Collected data entries:

Content starts

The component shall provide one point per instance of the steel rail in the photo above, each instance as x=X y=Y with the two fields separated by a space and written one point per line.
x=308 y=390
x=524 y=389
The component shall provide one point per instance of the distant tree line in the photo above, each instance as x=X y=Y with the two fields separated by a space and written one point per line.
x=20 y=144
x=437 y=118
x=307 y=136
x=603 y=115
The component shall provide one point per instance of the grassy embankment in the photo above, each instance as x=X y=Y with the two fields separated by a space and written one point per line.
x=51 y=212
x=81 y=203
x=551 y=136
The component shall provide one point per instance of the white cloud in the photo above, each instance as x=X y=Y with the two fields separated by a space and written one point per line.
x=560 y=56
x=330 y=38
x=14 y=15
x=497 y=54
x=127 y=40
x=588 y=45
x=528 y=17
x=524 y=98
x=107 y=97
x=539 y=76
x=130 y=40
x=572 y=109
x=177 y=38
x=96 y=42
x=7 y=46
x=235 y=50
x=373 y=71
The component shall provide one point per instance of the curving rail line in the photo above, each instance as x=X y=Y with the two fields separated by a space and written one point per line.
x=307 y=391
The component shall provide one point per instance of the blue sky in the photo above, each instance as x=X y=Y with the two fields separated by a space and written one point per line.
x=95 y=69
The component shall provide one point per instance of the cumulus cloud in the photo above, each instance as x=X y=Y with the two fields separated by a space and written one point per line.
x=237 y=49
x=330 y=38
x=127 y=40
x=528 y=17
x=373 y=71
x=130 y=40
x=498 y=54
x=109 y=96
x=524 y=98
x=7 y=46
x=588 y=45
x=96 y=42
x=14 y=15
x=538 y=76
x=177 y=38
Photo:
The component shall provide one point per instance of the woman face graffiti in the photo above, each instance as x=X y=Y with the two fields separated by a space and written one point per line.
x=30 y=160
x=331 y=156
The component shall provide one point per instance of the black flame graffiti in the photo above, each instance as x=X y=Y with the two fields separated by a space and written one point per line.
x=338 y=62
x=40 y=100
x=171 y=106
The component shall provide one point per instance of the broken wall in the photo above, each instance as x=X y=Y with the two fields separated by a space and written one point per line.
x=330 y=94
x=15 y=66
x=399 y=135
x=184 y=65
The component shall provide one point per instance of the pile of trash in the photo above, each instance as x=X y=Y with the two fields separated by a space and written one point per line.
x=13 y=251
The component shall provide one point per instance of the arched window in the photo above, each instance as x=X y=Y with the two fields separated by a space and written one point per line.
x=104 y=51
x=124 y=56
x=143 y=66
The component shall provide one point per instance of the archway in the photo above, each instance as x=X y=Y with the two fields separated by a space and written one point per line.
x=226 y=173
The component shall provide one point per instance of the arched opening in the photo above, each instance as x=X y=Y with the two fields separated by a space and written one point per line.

Content ends

> Problem
Write out every record again, exactly as it was written.

> Output
The component shall provide one point per instance of the steel rail in the photo above, each instance as x=X y=Y with the two fields separated by a space and written one point per line.
x=308 y=390
x=524 y=389
The component shall provide one point per instance of the distant tree line in the photo above, each instance as x=X y=Y with the two fields separated by a space and written one point per line.
x=20 y=144
x=437 y=118
x=307 y=136
x=603 y=115
The component shall provide one point per instance of the grassy embankment in the photo above, each instance as x=X y=Y with the two fields separated by a space and written one point per line.
x=51 y=212
x=81 y=203
x=551 y=136
The component shall provide one point per instance of the white cloud in the photo above, each instance as x=X y=Y with the two fields separated by a space and written one point per line.
x=560 y=56
x=330 y=38
x=14 y=15
x=497 y=54
x=127 y=40
x=588 y=45
x=528 y=17
x=524 y=98
x=107 y=97
x=539 y=76
x=130 y=40
x=572 y=109
x=177 y=38
x=96 y=42
x=7 y=46
x=235 y=50
x=373 y=71
The component shall provide one point per instance of the curving rail line in the photo above, each instance as x=X y=Y with the two fields separated by a space and written one point per line.
x=307 y=391
The component shall provide one point per instance of the blue sky in the photo above, each instance as x=X y=Y with the two fields separated by a space and written one point per line.
x=95 y=69
The component shall provide one point per instance of the cumulus cloud in the photo above, each instance as x=X y=Y with the two fields separated by a space and written one point per line.
x=237 y=49
x=330 y=38
x=127 y=40
x=528 y=17
x=373 y=71
x=130 y=40
x=498 y=54
x=109 y=96
x=524 y=98
x=7 y=46
x=588 y=45
x=96 y=42
x=14 y=15
x=538 y=76
x=177 y=38
Photo:
The component shall provide one point per instance of the woman face graffiti in the photo above, each instance as x=X y=Y with the two fields separated by a space and written one point per line.
x=30 y=160
x=331 y=156
The component shall provide one point per instance of the black flame graffiti in the photo above, each instance as x=X y=Y with the two fields separated by a space and written one point per line.
x=338 y=62
x=40 y=100
x=171 y=106
The component shall provide one point per instance of the broken wall in the photo above, each instance as x=X y=Y with the two fields separated by a space and written one point per line.
x=330 y=94
x=15 y=66
x=399 y=135
x=184 y=65
The component shall provide one point per instance of the pile of trash in the photo above, each instance as x=X y=Y with the two fields separated by a space and written one point per line.
x=13 y=251
The component shall provide one point per instance of the arched window in the photo above, each instance as x=X y=Y with the two fields separated by a space and written one point per line.
x=104 y=51
x=124 y=56
x=143 y=66
The component shall provide one point per instance of the archway in the photo above, each instance as x=X y=Y with the two fields separated by a space and written one point per line.
x=226 y=173
The component shall provide one point per instance of the arched opening in the photo above, each instance as x=X y=Y with the two fields separated by a space and written one point per line.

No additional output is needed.